─── Исходный текст

При жизни Соломона Михоэлса с подобными просьбами обращались обычно к нему. Но после его гибели предполагалось, что эту функцию возьмет на себя Илья Эренбург — еврей и влиятельный советский писатель. Надежду на успех давало поначалу положительное отношение Советского Союза к созданию Израиля. Цви Яковлевич Плоткин рассказал, что делегации еврейской молодежи нередко посещают Эренбурга и что он может договориться о визите к нему и нашей делегации.
Отец и Цви Яковлевич предложили мне позвать еще кого-нибудь из моих знакомых. Я поговорила с близким другом нашей семьи, моим товарищем Толей Няньковским, и тот тоже согласился без малейшего колебания.

──────
─── Сведения

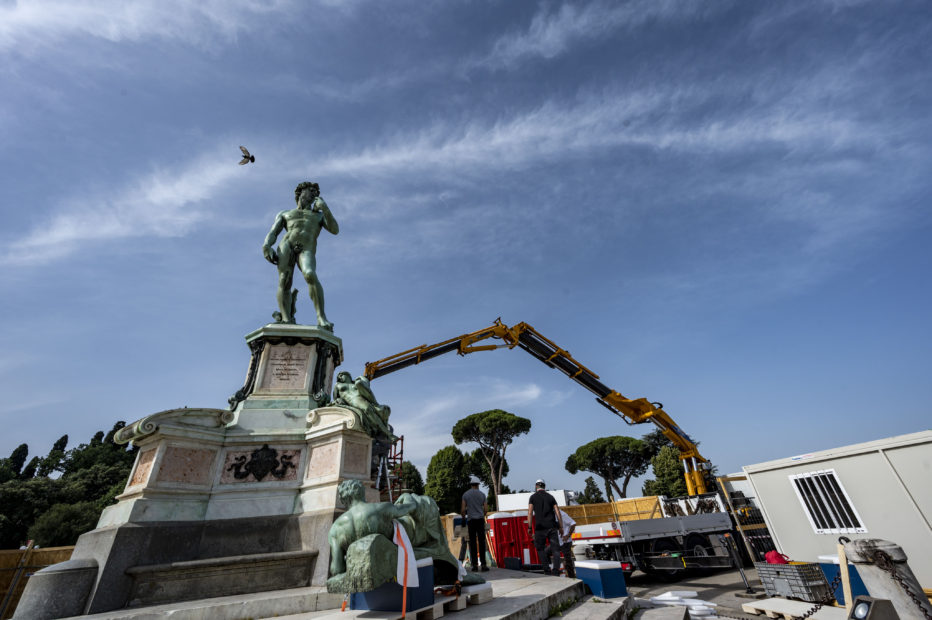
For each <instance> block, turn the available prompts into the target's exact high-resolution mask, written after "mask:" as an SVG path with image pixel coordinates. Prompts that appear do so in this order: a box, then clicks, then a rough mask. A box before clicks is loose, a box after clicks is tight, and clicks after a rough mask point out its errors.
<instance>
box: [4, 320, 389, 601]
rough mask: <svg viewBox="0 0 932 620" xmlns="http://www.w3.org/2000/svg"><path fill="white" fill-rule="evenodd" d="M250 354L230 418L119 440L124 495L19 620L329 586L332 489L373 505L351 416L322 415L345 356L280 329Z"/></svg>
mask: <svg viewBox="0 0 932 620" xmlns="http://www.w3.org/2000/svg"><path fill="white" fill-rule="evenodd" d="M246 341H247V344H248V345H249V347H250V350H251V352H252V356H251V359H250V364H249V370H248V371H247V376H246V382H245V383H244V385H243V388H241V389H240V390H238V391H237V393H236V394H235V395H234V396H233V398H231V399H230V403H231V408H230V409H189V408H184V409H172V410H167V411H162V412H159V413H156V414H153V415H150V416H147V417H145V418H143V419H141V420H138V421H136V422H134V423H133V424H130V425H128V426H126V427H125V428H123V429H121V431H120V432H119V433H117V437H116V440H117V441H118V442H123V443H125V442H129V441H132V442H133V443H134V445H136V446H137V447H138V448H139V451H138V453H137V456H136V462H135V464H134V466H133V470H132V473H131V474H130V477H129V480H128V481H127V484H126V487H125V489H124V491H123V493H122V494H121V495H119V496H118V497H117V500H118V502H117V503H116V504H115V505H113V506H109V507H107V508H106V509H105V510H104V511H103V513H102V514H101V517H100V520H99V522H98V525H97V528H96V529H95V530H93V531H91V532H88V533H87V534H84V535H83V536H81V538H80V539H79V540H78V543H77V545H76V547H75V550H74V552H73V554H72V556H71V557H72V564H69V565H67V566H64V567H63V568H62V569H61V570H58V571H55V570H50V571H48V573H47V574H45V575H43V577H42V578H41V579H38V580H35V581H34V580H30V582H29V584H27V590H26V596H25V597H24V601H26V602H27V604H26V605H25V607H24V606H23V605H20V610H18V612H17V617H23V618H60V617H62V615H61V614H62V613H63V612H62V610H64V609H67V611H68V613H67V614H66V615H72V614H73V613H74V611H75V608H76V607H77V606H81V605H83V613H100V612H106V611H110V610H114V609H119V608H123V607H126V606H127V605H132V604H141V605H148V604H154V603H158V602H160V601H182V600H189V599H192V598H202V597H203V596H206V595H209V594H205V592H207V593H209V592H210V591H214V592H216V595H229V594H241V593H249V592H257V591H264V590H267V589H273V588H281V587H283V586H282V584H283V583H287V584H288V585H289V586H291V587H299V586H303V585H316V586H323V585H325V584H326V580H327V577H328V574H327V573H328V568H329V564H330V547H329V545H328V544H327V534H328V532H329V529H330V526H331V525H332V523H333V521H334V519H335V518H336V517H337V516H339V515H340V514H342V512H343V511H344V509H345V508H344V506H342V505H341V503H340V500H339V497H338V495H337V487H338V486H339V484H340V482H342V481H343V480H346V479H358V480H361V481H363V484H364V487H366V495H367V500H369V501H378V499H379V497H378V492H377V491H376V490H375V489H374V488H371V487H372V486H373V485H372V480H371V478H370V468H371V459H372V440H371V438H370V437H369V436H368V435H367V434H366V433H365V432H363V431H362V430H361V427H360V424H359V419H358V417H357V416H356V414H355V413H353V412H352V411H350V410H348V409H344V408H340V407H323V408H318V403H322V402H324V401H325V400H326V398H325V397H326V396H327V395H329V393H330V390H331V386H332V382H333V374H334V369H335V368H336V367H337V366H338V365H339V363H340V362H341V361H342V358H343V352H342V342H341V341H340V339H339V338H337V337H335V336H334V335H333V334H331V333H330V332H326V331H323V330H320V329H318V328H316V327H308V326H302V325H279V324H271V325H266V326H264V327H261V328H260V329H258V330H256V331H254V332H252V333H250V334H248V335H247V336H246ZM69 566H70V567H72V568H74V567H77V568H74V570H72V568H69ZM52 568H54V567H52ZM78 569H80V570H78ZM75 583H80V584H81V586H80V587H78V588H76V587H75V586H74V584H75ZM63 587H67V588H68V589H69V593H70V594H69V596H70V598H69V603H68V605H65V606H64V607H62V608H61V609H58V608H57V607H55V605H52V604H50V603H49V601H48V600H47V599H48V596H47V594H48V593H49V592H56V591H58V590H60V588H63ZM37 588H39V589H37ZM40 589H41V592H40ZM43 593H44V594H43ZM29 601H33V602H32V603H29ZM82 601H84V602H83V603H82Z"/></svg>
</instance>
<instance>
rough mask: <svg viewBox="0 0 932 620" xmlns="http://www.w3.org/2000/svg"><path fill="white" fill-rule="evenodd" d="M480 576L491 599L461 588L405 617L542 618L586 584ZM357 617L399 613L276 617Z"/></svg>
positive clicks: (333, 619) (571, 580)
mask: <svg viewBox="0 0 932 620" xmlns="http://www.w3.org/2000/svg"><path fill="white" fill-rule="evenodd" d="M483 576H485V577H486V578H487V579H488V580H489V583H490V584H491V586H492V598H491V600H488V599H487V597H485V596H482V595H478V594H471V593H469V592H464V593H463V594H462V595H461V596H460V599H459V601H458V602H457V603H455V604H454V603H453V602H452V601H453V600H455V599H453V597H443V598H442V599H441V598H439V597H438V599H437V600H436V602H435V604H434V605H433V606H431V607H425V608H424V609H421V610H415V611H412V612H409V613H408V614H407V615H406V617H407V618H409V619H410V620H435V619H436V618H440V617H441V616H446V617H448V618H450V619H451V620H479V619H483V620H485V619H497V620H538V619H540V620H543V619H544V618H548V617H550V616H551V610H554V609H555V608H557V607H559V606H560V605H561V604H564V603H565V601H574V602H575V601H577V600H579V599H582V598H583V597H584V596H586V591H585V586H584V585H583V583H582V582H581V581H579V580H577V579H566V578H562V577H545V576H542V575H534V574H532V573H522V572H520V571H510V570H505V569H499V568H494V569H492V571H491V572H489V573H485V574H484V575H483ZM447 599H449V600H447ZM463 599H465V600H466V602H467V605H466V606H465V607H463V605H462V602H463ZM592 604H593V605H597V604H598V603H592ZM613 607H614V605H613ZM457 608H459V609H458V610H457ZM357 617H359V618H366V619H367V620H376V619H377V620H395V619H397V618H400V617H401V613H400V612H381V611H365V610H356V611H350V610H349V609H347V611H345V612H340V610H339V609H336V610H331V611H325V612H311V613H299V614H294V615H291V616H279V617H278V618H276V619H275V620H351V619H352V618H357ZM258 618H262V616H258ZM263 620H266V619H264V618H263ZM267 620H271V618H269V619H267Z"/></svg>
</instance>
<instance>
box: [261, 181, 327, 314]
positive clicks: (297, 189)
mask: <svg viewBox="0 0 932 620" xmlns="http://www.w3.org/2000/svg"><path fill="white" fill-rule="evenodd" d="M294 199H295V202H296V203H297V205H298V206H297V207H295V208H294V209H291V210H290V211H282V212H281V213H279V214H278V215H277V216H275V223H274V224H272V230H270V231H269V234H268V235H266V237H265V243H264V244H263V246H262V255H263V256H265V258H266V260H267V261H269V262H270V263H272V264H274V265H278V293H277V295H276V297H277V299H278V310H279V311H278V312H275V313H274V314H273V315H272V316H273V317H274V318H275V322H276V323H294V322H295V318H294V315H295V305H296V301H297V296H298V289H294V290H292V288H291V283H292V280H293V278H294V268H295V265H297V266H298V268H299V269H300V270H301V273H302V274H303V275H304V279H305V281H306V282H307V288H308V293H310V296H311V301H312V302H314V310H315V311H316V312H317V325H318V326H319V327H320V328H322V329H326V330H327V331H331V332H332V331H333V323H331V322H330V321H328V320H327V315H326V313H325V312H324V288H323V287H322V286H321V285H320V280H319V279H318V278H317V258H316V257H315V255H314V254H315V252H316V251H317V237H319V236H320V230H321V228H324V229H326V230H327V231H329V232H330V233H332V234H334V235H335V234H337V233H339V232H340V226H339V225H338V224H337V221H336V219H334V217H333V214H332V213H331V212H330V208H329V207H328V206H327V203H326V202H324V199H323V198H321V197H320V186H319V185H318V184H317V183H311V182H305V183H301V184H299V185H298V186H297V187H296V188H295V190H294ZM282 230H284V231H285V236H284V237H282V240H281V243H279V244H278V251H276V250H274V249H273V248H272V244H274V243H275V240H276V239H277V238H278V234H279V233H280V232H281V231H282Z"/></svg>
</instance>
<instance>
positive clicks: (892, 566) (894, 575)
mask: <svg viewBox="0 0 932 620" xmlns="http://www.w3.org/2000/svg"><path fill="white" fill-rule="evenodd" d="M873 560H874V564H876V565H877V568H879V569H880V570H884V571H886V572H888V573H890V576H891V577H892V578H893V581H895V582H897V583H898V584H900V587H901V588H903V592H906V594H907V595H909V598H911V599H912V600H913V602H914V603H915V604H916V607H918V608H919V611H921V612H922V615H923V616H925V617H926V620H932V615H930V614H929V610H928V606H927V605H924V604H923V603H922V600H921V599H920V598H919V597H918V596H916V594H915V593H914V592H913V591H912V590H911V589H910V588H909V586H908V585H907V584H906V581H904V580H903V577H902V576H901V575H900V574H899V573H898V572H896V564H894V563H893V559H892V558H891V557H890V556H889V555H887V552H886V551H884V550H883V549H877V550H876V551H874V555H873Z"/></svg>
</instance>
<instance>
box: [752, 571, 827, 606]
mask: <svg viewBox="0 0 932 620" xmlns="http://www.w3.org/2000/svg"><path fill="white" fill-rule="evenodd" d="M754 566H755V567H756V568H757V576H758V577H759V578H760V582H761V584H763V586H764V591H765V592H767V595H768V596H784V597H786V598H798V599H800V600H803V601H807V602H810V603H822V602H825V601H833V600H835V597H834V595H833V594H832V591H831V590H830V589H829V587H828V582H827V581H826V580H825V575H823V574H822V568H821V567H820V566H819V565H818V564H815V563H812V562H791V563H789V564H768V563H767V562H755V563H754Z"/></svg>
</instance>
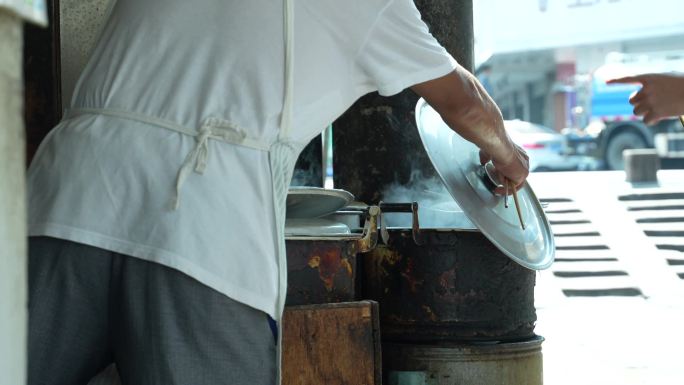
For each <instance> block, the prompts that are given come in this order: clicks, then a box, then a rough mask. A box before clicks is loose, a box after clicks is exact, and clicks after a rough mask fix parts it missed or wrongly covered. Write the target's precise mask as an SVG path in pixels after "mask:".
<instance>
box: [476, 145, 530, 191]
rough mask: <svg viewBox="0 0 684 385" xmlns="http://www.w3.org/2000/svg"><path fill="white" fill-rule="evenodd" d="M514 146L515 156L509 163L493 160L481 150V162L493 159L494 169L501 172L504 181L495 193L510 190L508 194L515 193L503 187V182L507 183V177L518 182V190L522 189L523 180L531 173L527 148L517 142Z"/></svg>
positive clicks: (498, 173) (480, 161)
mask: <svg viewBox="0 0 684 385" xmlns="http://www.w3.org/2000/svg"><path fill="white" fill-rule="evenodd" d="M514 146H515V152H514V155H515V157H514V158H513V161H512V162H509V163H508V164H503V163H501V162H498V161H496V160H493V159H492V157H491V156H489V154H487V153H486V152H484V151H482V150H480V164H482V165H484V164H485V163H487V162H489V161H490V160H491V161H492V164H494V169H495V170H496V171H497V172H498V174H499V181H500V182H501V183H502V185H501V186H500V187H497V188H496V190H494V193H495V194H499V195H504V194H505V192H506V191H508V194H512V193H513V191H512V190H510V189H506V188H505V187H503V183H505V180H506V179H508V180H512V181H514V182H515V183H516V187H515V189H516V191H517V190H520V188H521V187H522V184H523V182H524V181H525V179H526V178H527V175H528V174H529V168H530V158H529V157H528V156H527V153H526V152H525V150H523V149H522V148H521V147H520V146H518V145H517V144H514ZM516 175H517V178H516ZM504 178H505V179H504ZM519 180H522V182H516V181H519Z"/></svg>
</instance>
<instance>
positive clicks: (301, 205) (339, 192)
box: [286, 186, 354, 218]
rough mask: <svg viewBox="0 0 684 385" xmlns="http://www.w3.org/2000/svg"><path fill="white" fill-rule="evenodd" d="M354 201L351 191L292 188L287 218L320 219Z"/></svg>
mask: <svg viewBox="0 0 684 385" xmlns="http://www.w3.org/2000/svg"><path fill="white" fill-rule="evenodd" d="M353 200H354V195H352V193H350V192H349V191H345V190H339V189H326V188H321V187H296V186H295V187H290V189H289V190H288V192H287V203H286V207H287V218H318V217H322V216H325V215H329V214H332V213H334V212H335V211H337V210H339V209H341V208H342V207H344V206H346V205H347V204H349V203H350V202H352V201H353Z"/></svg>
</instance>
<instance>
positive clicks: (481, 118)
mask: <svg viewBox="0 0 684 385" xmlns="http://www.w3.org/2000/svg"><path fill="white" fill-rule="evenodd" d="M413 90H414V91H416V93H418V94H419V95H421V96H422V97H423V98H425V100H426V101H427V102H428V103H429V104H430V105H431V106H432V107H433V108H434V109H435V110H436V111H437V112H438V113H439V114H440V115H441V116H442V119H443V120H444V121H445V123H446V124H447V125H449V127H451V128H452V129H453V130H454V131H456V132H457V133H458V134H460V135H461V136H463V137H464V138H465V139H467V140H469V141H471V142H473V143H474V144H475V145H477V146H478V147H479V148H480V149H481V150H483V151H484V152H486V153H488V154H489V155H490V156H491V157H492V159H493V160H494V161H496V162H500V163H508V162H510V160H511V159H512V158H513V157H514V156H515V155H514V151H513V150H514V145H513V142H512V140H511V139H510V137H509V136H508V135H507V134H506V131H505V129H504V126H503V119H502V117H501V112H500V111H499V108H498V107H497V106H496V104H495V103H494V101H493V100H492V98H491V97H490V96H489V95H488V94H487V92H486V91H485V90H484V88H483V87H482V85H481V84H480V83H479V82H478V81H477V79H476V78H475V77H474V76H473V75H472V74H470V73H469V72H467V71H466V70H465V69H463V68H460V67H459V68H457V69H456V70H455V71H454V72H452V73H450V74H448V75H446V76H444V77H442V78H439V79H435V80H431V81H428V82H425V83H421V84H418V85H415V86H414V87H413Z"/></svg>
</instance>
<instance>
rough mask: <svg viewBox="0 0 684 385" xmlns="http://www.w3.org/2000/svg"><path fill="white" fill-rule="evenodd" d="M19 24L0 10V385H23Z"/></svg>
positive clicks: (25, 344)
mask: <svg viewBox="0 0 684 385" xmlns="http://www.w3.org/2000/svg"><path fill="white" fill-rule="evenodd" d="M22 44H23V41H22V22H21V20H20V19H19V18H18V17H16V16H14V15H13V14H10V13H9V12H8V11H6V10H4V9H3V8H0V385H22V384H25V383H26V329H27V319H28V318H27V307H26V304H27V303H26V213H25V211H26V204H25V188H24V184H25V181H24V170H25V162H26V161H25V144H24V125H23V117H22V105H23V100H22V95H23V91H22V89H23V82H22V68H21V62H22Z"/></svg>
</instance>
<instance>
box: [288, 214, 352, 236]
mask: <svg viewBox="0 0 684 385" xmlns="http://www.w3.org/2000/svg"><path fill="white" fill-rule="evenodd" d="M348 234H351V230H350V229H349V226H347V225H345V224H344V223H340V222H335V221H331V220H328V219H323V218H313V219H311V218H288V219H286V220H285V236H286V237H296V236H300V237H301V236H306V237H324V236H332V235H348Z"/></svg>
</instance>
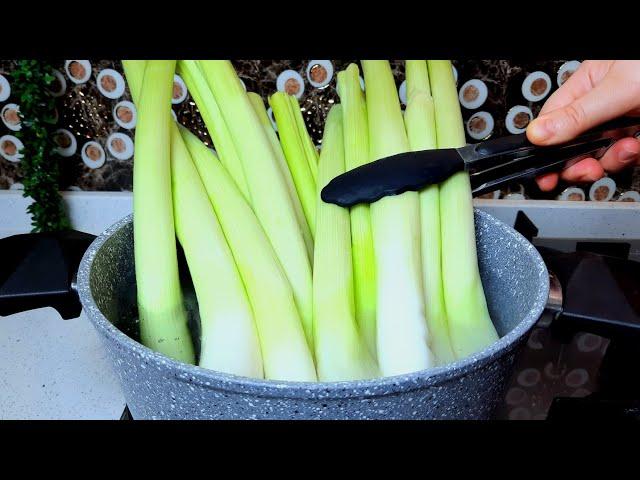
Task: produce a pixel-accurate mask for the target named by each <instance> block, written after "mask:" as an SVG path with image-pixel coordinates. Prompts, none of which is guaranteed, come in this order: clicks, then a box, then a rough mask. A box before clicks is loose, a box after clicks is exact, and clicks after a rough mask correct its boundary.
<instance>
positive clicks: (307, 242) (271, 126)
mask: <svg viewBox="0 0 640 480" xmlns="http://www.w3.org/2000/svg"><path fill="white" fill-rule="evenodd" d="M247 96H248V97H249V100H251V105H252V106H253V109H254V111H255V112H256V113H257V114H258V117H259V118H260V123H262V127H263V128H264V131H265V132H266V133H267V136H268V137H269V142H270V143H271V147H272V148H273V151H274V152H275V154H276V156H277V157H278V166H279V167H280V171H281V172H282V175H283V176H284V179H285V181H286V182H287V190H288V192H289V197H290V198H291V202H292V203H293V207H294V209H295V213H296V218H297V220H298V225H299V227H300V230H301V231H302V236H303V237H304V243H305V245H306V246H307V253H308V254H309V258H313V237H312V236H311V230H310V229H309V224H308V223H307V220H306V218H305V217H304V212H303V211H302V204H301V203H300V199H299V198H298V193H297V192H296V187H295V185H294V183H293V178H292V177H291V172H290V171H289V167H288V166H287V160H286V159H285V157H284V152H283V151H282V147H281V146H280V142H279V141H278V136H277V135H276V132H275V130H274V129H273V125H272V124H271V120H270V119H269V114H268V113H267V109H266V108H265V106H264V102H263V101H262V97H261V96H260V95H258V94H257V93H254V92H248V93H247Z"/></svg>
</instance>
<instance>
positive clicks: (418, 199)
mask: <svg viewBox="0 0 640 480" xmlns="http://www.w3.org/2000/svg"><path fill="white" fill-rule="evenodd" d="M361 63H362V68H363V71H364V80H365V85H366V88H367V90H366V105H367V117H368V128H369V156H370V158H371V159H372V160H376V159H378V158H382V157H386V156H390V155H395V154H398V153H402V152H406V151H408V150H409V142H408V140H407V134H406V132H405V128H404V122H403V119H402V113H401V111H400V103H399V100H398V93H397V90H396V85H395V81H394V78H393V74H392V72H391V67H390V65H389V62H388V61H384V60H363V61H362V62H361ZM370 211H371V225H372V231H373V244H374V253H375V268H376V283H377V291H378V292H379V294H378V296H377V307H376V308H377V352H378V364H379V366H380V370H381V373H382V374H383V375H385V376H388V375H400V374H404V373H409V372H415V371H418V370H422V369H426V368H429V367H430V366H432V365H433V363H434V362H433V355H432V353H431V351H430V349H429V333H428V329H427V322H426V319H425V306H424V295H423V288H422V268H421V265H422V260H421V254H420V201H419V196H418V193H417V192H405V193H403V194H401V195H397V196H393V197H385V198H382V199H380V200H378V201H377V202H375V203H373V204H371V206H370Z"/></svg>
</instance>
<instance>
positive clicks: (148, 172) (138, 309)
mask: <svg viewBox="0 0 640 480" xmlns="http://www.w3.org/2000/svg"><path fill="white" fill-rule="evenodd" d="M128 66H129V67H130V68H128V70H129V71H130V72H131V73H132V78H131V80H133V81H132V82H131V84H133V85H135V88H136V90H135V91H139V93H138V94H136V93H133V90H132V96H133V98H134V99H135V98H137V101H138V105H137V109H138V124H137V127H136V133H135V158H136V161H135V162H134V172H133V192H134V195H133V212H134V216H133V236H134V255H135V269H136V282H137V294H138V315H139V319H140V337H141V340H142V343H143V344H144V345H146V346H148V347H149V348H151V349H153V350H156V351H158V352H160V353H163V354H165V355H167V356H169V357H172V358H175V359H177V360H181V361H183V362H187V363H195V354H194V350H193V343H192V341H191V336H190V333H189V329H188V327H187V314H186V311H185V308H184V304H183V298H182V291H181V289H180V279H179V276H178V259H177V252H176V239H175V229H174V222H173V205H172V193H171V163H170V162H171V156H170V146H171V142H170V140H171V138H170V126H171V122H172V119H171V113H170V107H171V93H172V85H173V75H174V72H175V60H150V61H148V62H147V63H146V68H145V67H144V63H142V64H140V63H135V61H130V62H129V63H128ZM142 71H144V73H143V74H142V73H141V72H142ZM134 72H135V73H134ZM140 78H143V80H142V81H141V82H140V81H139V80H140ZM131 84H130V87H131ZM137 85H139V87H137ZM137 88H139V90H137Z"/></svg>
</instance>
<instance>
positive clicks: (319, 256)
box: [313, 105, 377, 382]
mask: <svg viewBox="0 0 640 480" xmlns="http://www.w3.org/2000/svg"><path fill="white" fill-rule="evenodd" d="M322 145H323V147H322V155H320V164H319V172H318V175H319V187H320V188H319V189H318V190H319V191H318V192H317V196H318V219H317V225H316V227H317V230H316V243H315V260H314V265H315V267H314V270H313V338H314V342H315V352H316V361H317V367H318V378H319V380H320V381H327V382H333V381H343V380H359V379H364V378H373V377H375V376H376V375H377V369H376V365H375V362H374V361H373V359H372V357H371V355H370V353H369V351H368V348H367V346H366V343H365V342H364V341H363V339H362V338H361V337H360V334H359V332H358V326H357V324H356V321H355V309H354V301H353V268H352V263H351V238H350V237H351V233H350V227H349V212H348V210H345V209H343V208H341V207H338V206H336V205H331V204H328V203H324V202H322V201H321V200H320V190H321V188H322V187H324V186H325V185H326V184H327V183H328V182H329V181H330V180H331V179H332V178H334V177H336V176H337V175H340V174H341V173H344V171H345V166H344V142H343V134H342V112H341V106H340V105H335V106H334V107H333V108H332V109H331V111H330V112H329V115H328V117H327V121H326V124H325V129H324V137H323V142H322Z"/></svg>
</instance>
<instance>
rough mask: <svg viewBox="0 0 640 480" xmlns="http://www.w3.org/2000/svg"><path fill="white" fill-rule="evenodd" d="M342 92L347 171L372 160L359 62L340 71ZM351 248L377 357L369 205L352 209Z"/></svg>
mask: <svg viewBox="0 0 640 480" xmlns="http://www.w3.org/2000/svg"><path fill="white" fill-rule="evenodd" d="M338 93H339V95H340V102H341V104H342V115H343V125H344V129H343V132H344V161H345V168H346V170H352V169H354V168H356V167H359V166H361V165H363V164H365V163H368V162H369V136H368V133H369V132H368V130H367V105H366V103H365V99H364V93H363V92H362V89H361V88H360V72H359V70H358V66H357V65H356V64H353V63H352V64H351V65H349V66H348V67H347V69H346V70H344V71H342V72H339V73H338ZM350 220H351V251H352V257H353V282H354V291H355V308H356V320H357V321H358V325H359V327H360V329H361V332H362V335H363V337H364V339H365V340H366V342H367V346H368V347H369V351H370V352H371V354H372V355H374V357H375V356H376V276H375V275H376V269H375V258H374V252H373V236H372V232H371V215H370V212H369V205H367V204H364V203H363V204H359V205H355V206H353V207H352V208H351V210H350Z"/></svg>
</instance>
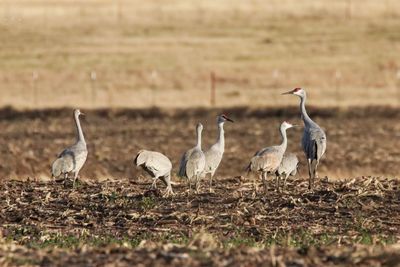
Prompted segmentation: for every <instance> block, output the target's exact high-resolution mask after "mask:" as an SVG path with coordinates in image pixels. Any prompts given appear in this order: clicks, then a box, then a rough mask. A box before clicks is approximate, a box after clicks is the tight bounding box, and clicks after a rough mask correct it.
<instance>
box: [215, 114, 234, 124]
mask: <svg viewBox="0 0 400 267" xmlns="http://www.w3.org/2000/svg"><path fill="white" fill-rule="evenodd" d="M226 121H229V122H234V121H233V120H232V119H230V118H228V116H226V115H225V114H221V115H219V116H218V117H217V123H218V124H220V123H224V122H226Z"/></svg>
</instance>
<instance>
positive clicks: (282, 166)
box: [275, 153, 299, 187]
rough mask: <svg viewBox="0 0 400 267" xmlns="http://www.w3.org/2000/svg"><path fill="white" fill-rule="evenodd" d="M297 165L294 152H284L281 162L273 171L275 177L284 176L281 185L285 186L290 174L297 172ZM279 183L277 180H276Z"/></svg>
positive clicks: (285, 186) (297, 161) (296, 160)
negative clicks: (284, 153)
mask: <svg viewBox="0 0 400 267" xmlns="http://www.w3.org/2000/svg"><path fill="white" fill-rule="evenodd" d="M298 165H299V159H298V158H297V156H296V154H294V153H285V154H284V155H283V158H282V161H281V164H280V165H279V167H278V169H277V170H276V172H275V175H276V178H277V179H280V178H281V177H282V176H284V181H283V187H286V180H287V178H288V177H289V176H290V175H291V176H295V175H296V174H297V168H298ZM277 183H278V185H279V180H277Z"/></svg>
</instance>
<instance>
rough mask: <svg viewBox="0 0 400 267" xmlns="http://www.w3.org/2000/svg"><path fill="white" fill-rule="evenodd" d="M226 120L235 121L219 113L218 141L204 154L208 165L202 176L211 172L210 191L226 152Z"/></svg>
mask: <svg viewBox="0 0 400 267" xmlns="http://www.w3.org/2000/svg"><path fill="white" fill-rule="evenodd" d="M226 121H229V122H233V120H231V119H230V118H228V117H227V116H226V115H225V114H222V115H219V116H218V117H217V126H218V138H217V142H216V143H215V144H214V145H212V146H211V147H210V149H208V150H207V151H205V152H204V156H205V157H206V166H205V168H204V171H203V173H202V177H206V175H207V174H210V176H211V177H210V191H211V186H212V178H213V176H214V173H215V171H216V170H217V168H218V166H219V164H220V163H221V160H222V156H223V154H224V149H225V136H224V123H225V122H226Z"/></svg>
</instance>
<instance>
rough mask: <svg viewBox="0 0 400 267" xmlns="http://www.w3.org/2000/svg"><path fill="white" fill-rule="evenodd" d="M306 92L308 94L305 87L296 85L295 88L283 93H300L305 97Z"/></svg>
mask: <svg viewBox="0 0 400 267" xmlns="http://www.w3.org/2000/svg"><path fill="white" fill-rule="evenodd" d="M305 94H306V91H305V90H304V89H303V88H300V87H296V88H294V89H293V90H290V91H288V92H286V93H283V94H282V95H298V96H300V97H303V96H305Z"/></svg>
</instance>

──────

- Вопросы для разбора:
A – Выведите часть отрывка о визите к Эренбургу: начните со слов «При жизни Соломона» и остановитесь после слов «без малейшего колебания.».
B – Кто, согласно отрывку о визите к Эренбургу, согласился без малейшего колебания?
C – Продолжите отрывок о визите к Эренбургу с того места, где он заканчивается.
Данные здесь никакой роли не играют.

- Набор ответов:
A –
При жизни Соломона Михоэлса с подобными просьбами обращались обычно к нему. Но после его гибели предполагалось, что эту функцию возьмет на себя Илья Эренбург — еврей и влиятельный советский писатель. Надежду на успех давало поначалу положительное отношение Советского Союза к созданию Израиля. Цви Яковлевич Плоткин рассказал, что делегации еврейской молодежи нередко посещают Эренбурга и что он может договориться о визите к нему и нашей делегации.
Отец и Цви Яковлевич предложили мне позвать еще кого-нибудь из моих знакомых. Я поговорила с близким другом нашей семьи, моим товарищем Толей Няньковским, и тот тоже согласился без малейшего колебания.

B – Толя Няньковский, близкий друг семьи.

C –
Врач Анатолий Няньковский с семьей репатриировался в Израиль в 1974 году. Сейчас он живет в Кирьят-Моцкине. А тогда никто из его родственников не знал о наших планах, все происходило в глубокой тайне. Только тетушке, которую Толя особенно любил и которой доверял, он сказал, что если однажды не вернется домой, то значит, его арестовали. Я меньше думала об опасности, напротив, мне даже импонировала возможность побывать дома у известного писателя. Однако, кроме отца, никто из нашей семьи не знал о моем участии в этом, действительно опасном мероприятии.
Толя родился в Западной Белоруссии. В начале войны, после вторжения немцев, все евреи его города были согнаны в гетто. Мать погибла в очередной «акции», а Толе с отцом удалось бежать в лес и примкнуть к партизанскому отряду. В то время ему было тринадцать лет. Больше двух лет провел он в партизанском отряде, выполняя обязанности связного. К концу войны они приехали в Москву к родственникам. За три года Толя выучил русский язык и сдал экзамены на аттестат зрелости, а в 1948 году одновременно со мной поступил во 2-й Московский мединститут.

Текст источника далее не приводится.